* _Texte extrait_:
┏━━
Attention spoiler


El reino m'intéressait, mais c'est finalement avec As Bestas que je découvre le cinéma du réalisateur espagnol Rodrigo Sorogoyen. Faut dire aussi qu'avec Marina Foïs (décidément, ce sera bien elle qui s'en sera le mieux sorti chez les Robins des Bois) et surtout, Denis Ménochet, possiblement l'un des meilleurs acteurs français actuel (si ce n'est LE meilleur), il ne m'en fallait guère plus pour me convaincre de regarder le film.

Ce que j'ai apprécié avec As Bestas, c'est qu'on est face à une vraie proposition de cinéma. La scène d'introduction est révélatrice du reste du long-métrage (un peu trop même, mais j'y reviendrai plus tard) avec des Aloitadores maîtrisant à mains nues un cheval. Denis Ménochet, qui campe ici le rôle d'Antoine, un ancien prof, a beau être physiquement un monstre (un cheval ?), on sait d'office qu'il ne sera pas autant « invincible » que dans un Jusqu'à la garde.


On a aussi droit à de nombreux plans-séquences, mais pas à des plans-séquences « à l'américaine » pour lesquelles il faut que la caméra bouge n'importe comment et surtout que ça pète de partout. Non, les plans-séquences de As Bestas sont posés et font leurs apparitions lorsque la « tension monte ». Pour le coup, l'une des meilleures scènes du film est, selon moi, celle où Antoine décide d'inviter Xan (Luis Zahera) et Lorenzo (Diego Anido) à boire un verre juste après la scène du barrage nocturne. Ça nous permet enfin de confronter le point de vue des deux frangins à celui d'Antoine, de confronter ce rêveur à la réalité. Xan et Lorenzo ont toujours vécu en Galice, ils n'ont pas fait d'études, ils ont toujours été des misérables, qui vivent seuls, des personnes « qui sentent la merde » que même les prostituées rejettent : le fait d'avoir enfin un peu de fric leur aurait permis d'enfer se barrer d'ici et on comprend qu'ils puissent avoir la haine qu'un couple qui est venu ici suite à la gueule de bois du mari leur dicte ce qu'ils vont devoir faire jusqu'à la fin de leur jour. Le refus d'Antoine de signer pour l'installation des éoliennes est aussi compréhensible, il veut accomplir son rêve, il sait pertinemment que la compagnie norvégienne venue installer les éoliennes les escroquent et les frangins ont de toute façon empoisonnée sa récolte, l'empêchant alors de commencer une nouvelle vie autre part.
┗━━
* _Consigne 1_:
Résumez en liste le paragraphe de la critique d'As Bestas qui commence par « Ce que j'ai apprécié avec As Bestas », sans en perdre les faits principaux.
* _Consigne 2_:
Rédigez la suite de la critique d'As Bestas à partir de sa dernière phrase.
Les entrées n'ont aucun rapport avec la critique d'As Bestas.

[Éléments d'annotation de zones]
┏━━
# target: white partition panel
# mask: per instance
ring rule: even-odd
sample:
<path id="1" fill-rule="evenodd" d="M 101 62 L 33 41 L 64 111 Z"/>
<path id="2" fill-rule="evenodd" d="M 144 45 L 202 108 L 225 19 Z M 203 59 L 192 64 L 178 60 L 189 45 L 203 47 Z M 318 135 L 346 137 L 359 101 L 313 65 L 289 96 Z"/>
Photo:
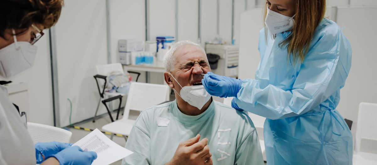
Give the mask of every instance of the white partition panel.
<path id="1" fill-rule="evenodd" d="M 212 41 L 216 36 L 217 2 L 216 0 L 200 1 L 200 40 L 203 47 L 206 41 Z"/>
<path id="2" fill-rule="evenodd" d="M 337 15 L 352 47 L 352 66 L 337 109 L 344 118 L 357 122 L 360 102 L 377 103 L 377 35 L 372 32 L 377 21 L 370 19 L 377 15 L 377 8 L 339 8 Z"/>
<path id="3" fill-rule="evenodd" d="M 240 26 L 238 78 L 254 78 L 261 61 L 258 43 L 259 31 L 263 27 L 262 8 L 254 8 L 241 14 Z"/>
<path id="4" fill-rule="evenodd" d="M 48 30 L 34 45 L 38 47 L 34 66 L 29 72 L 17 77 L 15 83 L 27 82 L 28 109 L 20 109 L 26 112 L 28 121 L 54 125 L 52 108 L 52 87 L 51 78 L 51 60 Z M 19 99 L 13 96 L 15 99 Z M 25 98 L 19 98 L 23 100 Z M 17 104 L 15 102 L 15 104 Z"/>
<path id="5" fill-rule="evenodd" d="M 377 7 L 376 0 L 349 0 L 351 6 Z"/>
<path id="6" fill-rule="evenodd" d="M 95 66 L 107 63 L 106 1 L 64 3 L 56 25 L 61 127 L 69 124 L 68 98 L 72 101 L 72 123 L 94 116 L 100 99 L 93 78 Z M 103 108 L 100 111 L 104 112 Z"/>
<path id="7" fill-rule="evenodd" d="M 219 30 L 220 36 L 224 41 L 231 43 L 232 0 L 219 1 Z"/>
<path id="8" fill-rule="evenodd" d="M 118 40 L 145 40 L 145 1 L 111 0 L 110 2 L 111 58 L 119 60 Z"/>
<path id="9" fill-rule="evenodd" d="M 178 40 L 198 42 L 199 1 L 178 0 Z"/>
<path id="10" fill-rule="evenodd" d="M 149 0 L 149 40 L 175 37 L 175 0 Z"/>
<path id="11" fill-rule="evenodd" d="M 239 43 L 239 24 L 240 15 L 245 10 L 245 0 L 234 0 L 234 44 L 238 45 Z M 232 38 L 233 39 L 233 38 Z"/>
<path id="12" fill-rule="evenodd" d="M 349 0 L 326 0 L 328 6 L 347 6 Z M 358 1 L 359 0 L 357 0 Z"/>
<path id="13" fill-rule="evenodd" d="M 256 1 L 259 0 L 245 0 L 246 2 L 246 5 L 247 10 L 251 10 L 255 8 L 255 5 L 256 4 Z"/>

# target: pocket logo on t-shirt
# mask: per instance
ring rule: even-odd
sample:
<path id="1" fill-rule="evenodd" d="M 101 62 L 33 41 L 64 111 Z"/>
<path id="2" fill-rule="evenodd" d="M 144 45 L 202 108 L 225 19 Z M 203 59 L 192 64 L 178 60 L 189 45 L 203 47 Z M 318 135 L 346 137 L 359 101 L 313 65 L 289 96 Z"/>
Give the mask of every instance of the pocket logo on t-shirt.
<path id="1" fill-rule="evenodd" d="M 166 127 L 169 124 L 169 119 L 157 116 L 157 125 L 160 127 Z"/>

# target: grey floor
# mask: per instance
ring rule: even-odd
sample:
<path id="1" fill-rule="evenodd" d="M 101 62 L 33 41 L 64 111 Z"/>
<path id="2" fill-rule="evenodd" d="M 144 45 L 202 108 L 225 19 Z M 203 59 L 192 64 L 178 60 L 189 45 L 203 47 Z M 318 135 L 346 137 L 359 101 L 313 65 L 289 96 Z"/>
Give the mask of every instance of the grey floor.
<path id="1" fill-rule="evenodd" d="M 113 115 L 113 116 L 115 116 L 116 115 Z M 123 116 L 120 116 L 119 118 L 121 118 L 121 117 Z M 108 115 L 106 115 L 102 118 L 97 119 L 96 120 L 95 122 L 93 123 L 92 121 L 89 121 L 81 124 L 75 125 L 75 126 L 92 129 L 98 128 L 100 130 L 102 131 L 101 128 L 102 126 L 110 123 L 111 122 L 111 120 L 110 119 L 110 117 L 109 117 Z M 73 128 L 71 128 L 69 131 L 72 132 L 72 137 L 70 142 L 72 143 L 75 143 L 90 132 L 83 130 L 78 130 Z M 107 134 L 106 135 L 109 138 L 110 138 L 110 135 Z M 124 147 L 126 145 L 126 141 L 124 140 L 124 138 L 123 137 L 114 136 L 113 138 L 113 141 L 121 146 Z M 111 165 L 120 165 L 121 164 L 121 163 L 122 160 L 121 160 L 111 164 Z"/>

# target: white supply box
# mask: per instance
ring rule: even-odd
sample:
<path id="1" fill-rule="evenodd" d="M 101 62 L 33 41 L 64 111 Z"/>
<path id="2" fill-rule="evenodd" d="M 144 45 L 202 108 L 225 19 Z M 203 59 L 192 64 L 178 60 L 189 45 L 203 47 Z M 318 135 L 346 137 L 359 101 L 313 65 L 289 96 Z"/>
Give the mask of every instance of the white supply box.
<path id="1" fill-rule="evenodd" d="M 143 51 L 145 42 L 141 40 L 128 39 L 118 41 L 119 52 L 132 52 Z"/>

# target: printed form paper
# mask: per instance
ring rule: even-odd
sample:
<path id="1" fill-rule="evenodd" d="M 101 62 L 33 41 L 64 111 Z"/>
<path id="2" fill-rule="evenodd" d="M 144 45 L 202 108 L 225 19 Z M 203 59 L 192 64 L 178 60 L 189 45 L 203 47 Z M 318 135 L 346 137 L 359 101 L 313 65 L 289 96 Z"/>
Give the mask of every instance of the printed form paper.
┗━━
* _Réponse rédigée 1_:
- As Bestas est une vraie proposition de cinéma.
- La scène d'introduction, où des Aloitadores maîtrisent un cheval à mains nues, annonce le reste du film, un peu trop même.
- Denis Ménochet y joue Antoine, un ancien prof.
- Malgré son physique de monstre, on sait d'emblée qu'il ne sera pas aussi « invincible » que dans Jusqu'à la garde.

* _Réponse rédigée 2_:
En somme, on voit deux groupes face à face, deux groupes que tout oppose, et on sait que ça ne va pas bien se terminer. Reste à voir jusqu'où ça va aller.


On notera d'ailleurs que, même si les deux frangins sont extrêmement critiquables et restent les seuls antagonistes du film (« expliquer, c’est déjà vouloir un peu excuser » diraient certaines personnes peu recommandables), à l'exception d'un personnage très secondaire qui apparaît uniquement lors d'une scène, ils ne tuent pas non plus le chien d'Antoine (accessoirement le chien de garde le moins chien de garde du monde). Je sais que ça peut paraître un poil ridicule comme observation, mais cela témoigne bien du fait que nos deux antagonistes ont bien un problème avec Antoine et Antoine uniquement. Aussi, les Galiciens ne sont pas uniformément présentés de la même manière. L'écrasante majorité des autres personnages sont respectueux avec le couple, leur parlent, dînent avec eux. On expose d'ailleurs, brièvement certes, les raisons qui les poussent à ne pas revendre leurs terres : ils sont âgés, ont vécu ici toute leur vie, et ont envie de mourir en ce même endroit.


Force est de constater que si le long-métrage s'en sort bien, c'est grâce aussi à la prestation de ses acteurs. Je ne vais pas m'étaler sur Denis Ménochet et Marina Foïs qu'on ne présente plus (je n'aime de toute façon pas les plans à trois), par contre, j'ai été bluffé par la prestation de Luis Zahera. C'est la première fois que je vois cet acteur à l'écran (il n'a d'ailleurs joué que dans cinq films, comment c'est possible ?) et je dois bien avouer qu'il m'a captivé dans chacune des scènes dans lesquelles il apparaissait. Il a beau être un « plouc », il arrive à se montrer effrayant dès la scène l'introduisant, donnant presque l'impression d'avoir affaire à un chef mafieux. Peut-être même au point où c'est probablement l'acteur que je retiendrai le plus dans ce film. De toute manière, à l'exception de Marie Colomb, qui interprète la fille du couple (oh mon Dieu cette scène dans la cuisine !), j'ai trouvé l'intégralité des prestations bonnes.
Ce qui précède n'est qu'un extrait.